### What the task asks
Repeat the whole listing, keeping each line as it is.

[Start of Attachment]

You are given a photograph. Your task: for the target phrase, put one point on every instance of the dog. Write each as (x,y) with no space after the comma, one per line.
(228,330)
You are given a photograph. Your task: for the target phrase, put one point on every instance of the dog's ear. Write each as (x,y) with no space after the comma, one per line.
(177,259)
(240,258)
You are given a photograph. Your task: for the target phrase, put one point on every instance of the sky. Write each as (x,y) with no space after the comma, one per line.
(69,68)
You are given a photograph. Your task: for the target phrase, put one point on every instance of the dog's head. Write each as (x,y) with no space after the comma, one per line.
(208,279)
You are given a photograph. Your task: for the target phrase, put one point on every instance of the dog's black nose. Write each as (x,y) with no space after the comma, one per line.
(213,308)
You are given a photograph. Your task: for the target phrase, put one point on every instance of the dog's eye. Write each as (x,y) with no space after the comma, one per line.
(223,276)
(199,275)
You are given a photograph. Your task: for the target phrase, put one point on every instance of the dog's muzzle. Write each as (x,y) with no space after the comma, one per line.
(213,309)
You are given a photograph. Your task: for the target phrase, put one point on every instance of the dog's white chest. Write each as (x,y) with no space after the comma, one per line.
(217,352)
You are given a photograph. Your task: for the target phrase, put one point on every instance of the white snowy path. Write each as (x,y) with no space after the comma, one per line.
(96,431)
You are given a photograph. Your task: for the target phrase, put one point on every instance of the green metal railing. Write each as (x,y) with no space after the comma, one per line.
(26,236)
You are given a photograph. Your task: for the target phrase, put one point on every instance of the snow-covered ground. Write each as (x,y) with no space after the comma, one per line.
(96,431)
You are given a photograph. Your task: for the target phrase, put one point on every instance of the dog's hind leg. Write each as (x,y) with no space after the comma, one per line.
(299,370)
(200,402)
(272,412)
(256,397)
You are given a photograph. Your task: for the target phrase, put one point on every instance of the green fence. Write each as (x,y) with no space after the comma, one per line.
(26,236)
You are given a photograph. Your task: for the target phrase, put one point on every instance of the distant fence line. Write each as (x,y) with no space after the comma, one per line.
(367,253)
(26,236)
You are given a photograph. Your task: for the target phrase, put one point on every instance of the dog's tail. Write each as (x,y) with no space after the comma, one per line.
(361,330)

[End of Attachment]

### Solution
You are given a photograph. Your task: for the target phrase, put one point on every instance of the dog. Write each as (x,y) with no space after the comma, one per line.
(228,330)
You are given a photograph. Your task: for the target phrase, put one point on every instance of the dog's ear. Write each as (x,y) with no space after the comma, one per line.
(177,259)
(240,258)
You are given a photograph. Your task: for the target phrase, put one point on every instance of the sky. Write each as (x,y) with no space after the comma, one per line.
(69,68)
You are given a photograph. Your task: for the target phrase, put one point on every instance of the dog's head. Write each as (x,y) with no space after the comma, one per line.
(208,279)
You are given a photograph. Your task: for the target phrase, put one point on every instance of the dog's black nose. Write each as (x,y) with no space after the comma, one per line.
(213,308)
You are given a photograph. Your task: for the target phrase, put one point on every instance of the dog's eye. Write each as (x,y) with no space after the comma, one per line.
(223,276)
(199,275)
You are given a photograph. Your task: for the target phrase, put one point on every instance of the dog's muzzle. Write each as (x,y) with no space after the comma, one per line.
(213,309)
You are given a photograph. Your task: for the target phrase, put one point on every instance of the dog's white chest. Write each as (x,y) with no space after the comma, one per line.
(217,352)
You are given a photograph. Your task: for the target phrase, put one point on every instance of the white snowy path. Write each as (x,y) with no space after the comma, one per line.
(96,431)
You are given a photograph. Your task: for the target phrase, put one point on every instance of the green metal railing. Write each as (x,y) with no space after the comma, one per line.
(26,236)
You are given a photograph. Your task: for the target phrase, put one point on every instance of the snow-covered ground. Write each as (x,y) with no space after the comma, one per line.
(96,431)
You are given a photograph. Your task: for the target phrase, put one point on every instance of the dog's hind leg. Write each as (x,y) with no space after the comma, one per line.
(299,370)
(200,402)
(272,412)
(256,397)
You are given a photograph. Your task: for the target phrase, put one point on every instance of the green fence. Write each as (x,y) with no space after the comma, one per line.
(26,236)
You are given a photograph. Your task: for the target phrase, put one point on every instance of the distant fence line. Write each as (x,y) with no space after the comma, one per line.
(367,253)
(26,236)
You are given a photograph. Your task: for the target phrase, put one point on every instance of the dog's tail. Write each as (x,y) with no space after the comma, one per line.
(361,330)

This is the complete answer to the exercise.